* PROBLEM 1
Answer these questions from the radiomics passage below:
(a) How many CT radiomic features did the Mens eX Machina selector reduce, and to which two shape descriptors?
(b) What independent-test AUC did the Inception-V3 CNN achieve?
(c) What median Radiomics Quality Score did Spadarella et al. report, and what was its range?
* PROBLEM 2
Please extract everything in the radiomics passage below from "Methodological quality remains" down to "for reproducible studies.".

* SUPPLIED PASSAGE
▼

In interpretable pipelines, useful performance can be retained while keeping the decision process transparent. Altinok et al. used the Mens eX Machina selector to reduce 851 CT radiomic features to two shape descriptors: sphericity and max2DDiameterRow [44]. A Bayesian Network trained on these two features achieved AUC 0.78 in training and 0.72 on the held-out test set. The low-dimensional, conditional-probability structure made feature contributions explicit. A higher-capacity SVM using 25 features increased test AUC to 0.83 but reduced interpretability. Fanizzi et al. trained an Inception-V3 CNN on GTV-cropped CT images from the OPC-Radiomics cohort and evaluated it on an independent multi-centre test set [45]. They applied Grad-CAM to visualise salient regions. In correctly classified HPV-positive cases, saliency maps were predominantly intratumoural, whereas HPV-negative predictions emphasised tumour edges. The independent-test AUC was 0.735, showing that post hoc explainability can be combined with competitive predictive performance.

Methodological quality remains a constraint. In a focused systematic review of OPSCC-HPV radiomics, Spadarella et al. [15] reported a median Radiomics Quality Score of ~33% (range: 0–42%), with few studies performing external validation and no studies providing a public protocol, phantom study, or repeated-timepoint imaging. These findings underscore the need for transparent, standardised pipelines; preregistered analysis plans; and independent, multi-centre testing before clinical adoption. Accordingly, rigorous reporting and harmonisation are essential; the following checklist summarises the minimum items required for reproducible studies.

▲

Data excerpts
▼

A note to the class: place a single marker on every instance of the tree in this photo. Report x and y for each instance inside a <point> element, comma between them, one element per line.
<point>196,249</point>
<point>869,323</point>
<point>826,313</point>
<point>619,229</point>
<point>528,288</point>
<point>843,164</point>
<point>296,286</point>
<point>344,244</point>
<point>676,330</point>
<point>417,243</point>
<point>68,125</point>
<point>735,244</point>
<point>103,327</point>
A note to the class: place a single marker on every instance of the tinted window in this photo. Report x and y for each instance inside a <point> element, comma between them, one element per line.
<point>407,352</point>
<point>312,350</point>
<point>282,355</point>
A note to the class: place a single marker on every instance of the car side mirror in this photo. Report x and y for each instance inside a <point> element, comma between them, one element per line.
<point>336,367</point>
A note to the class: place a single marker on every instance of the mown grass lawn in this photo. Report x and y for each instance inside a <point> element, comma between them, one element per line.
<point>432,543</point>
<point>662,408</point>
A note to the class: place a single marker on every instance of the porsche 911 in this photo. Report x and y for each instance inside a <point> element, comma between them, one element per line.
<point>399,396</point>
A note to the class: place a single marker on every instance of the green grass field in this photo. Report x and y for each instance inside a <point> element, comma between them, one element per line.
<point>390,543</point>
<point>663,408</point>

▲

* YOUR RESPONSE 1
(a) 851 features, reduced to sphericity and max2DDiameterRow.
(b) 0.735.
(c) About 33%, with a range of 0–42%.

* YOUR RESPONSE 2
Methodological quality remains a constraint. In a focused systematic review of OPSCC-HPV radiomics, Spadarella et al. [15] reported a median Radiomics Quality Score of ~33% (range: 0–42%), with few studies performing external validation and no studies providing a public protocol, phantom study, or repeated-timepoint imaging. These findings underscore the need for transparent, standardised pipelines; preregistered analysis plans; and independent, multi-centre testing before clinical adoption. Accordingly, rigorous reporting and harmonisation are essential; the following checklist summarises the minimum items required for reproducible studies.